### What you need to do
Below is a set of records, and all of them should be retyped exactly, minus the pictures.

### Study material
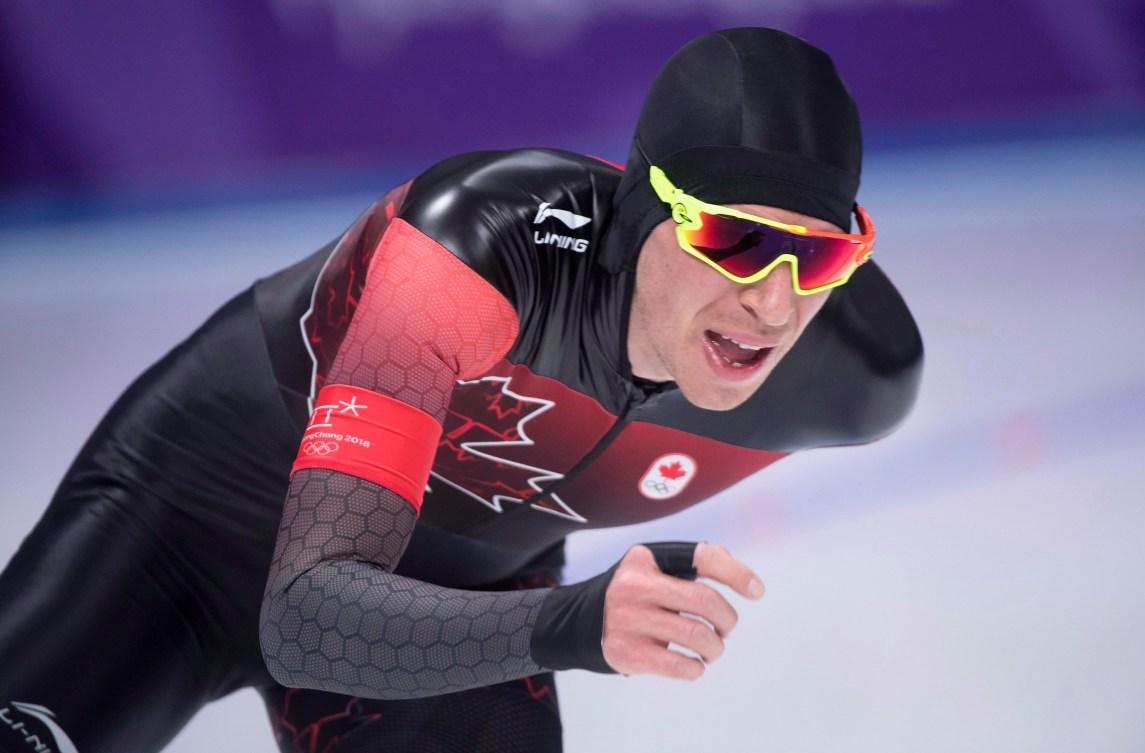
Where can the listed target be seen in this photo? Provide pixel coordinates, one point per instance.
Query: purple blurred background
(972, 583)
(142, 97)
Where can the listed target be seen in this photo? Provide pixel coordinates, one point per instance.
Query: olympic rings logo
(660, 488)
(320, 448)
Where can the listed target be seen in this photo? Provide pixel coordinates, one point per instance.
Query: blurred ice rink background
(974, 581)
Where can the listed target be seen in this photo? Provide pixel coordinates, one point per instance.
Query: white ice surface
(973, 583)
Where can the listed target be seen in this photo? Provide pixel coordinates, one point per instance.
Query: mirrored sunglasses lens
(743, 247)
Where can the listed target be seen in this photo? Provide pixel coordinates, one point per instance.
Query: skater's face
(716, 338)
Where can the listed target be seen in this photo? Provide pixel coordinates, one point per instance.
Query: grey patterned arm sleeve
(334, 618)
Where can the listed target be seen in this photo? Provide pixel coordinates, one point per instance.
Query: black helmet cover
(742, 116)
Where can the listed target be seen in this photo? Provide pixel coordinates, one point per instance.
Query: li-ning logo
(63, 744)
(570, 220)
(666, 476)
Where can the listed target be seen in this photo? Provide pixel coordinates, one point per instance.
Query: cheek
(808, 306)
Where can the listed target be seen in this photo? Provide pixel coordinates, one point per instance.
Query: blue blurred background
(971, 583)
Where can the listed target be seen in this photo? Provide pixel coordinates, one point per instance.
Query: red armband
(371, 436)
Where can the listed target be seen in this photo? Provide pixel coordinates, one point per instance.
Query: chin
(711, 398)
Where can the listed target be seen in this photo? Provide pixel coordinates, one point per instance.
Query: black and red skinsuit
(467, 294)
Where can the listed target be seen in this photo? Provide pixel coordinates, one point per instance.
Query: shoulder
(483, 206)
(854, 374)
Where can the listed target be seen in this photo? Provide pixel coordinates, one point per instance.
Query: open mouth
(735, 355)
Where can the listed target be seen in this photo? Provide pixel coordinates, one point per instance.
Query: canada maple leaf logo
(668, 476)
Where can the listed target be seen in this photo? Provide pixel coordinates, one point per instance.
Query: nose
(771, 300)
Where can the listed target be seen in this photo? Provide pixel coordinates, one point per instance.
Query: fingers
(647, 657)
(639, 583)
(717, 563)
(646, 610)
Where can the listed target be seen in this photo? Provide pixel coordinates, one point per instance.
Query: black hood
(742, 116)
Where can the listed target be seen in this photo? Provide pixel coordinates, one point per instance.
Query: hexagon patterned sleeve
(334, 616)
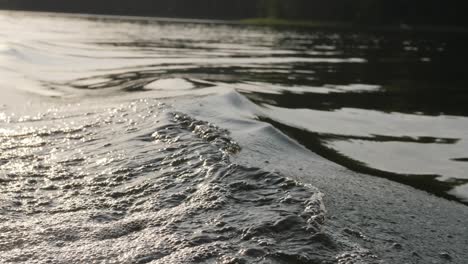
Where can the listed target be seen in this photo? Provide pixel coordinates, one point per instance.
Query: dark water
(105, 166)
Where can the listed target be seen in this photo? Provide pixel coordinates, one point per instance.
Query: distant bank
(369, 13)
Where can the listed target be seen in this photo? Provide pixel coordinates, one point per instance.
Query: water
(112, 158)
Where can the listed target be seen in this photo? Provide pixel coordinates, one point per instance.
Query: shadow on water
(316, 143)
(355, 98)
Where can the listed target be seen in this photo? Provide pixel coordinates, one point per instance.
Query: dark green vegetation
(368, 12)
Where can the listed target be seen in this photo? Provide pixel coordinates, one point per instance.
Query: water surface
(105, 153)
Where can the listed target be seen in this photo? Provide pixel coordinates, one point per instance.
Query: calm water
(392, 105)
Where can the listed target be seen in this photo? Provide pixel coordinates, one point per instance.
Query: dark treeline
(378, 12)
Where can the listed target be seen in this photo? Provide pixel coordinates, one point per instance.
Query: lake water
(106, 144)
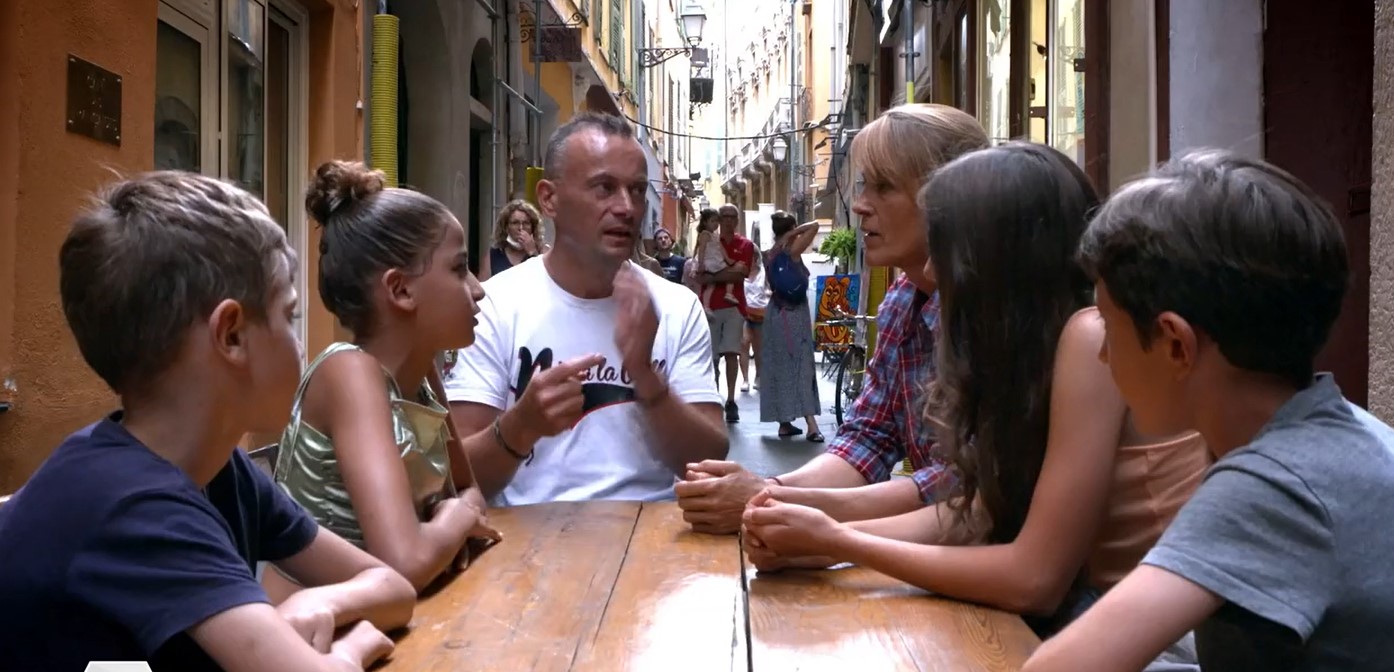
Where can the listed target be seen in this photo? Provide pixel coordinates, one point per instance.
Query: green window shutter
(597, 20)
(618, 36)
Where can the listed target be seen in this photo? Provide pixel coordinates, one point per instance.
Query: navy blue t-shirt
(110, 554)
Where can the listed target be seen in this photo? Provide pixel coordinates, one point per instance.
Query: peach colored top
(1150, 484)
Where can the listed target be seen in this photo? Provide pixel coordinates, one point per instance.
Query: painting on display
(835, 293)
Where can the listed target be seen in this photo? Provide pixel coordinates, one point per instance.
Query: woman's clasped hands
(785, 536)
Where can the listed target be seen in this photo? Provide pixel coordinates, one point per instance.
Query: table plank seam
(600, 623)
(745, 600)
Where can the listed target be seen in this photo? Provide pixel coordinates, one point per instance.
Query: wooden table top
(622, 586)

### Output below
Where can the listed target be seen in this photo? Provide pixel coordinates, one point per instance.
Query: purple blurred background
(972, 583)
(142, 97)
Where can the listed target be seen in this photo? Provide pixel coordinates, one point per instance.
Query: olympic rings logo
(660, 488)
(320, 448)
Where can the listed target be seen in this photo? Provide pixel coordinates, one point per instance.
Query: blurred ice rink background
(974, 581)
Where can the listed target be seen in this photo? Provide pixel coordinates, one point per instance.
Query: white ice surface
(973, 583)
Where can the listed target be seen in this photo? Provide pixel coordinates, one point per instance.
Query: mirrored sunglasses lens
(743, 247)
Where can the listed target be seen in this photo? Provide pixel coordinates, one point per instance.
Query: skater's face
(716, 338)
Where can the listed target be seen in this photo? Provide pixel coordinates, one point per instance.
Query: grey patterned arm sleeve
(334, 618)
Where can the listed target be seen in this photo? Provide pixel coordinates, one point per instance.
Query: black helmet cover
(742, 116)
Where can the listed target be seen in this photo? Provide pixel coordinates, one point per instance.
Query: li-ning logo
(63, 744)
(570, 220)
(666, 476)
Where can the listed target be seen in this photo? Provide pixel coordinates, one point per instance.
Query: cheek
(808, 306)
Where can the listed target be seen in this photo? Provide pixel coordinates, one point per instance.
Query: blue blurred background
(971, 583)
Where can the listed target be seen in this photo? Provide pixel coordinates, one point per instance.
Query: red armband
(371, 436)
Where can the listed target be seen in this photo? Provide pixel coordinates, one point per instance.
Query: chin
(711, 398)
Where can the listed target be seen in this photo? Provide pixel coordinates, one point per instance.
Query: black and red skinsuit
(467, 294)
Where can the listed target be seen in this photo? Provide pixel coordinates, one point per instance.
Query: shoulder
(483, 206)
(854, 374)
Where can the listed target be seen in this photo? Provide pixel coordinates, one point per instance.
Query: open mouth
(735, 355)
Where can the listed target be seen in this photo? Provide pixel coordinates, one point per instance.
Query: canada maple leaf logo
(668, 476)
Where can the listed target be seen in this photo? Provide pixel coordinates, one point per instance.
Query: nose
(771, 300)
Where can the listed target be seen in this photo? Provide pixel coordinates, one point per instance.
Query: fingers
(647, 657)
(639, 583)
(717, 563)
(646, 610)
Where can the listed target be seen in this photo? Provide pixel coordinates, one point per instance.
Query: black hood
(742, 116)
Where can the listed target be seen in this photo? Provide pixel coordinates, one point per instance.
Query: hexagon patterned sleeve
(334, 616)
Where can the listed target be seen in this photo? Provide pixel coordinates, one point per instance.
Query: dark water
(105, 166)
Where can the listed target be seen in this photo? Provide pixel coordinates, one point per instance.
Query: distant bank
(369, 13)
Where can the listed target be seen in this photo? Provide pixel coordinates, one point per instance.
Query: water
(112, 158)
Where can the listed target be seen in this photo? Provide pixel coordinates, one point per instance.
Query: shadow on water
(316, 143)
(355, 98)
Where can the listed target be seen in this photo? Provide pixel coordinates, one point per instance.
Query: dark green vegetation
(368, 12)
Where can the listed target be seen in this photo? Provide pixel coordinates, one point per instance.
Query: water surface
(105, 153)
Where can the listed target be seen in this photo? Provide pixel coordinates, one point per instance.
Query: calm water
(392, 105)
Where can the listed target be seen in this photo? Provide pixel coordinates, one point per instance.
Query: dark treeline
(378, 12)
Where can the listed target be seen in this photo? Provide pixel coordinates, one point per instance.
Query: lake water
(106, 144)
Where can the listed target be seen in this photo? Provide pixel coordinates, one point per instance.
Query: green window shutter
(597, 20)
(618, 36)
Where can the listed target be seen in this photo? Provide pixel coordinates, one point per instance.
Query: navy blue t-shirt
(110, 554)
Where can the listed target be seen in this photo? Provide pixel coordinates, one point per instance.
Query: peach colored top
(1150, 484)
Where can the listed target be seen in this photo? Provide pixel coordinates, one point per instance.
Query: painting on display
(835, 293)
Where can the listed target be seen in this photo? Provide pixel coordinates, one point per instance.
Query: woman's clasped hands
(785, 536)
Where can the listed target be seen in this photo? Provide pixel coordinates, one point per instance.
Query: table plank seam
(600, 623)
(745, 600)
Where can the listed target be seen in this photo? Provide pixel coordinates, one point per instance.
Query: wooden table top
(622, 586)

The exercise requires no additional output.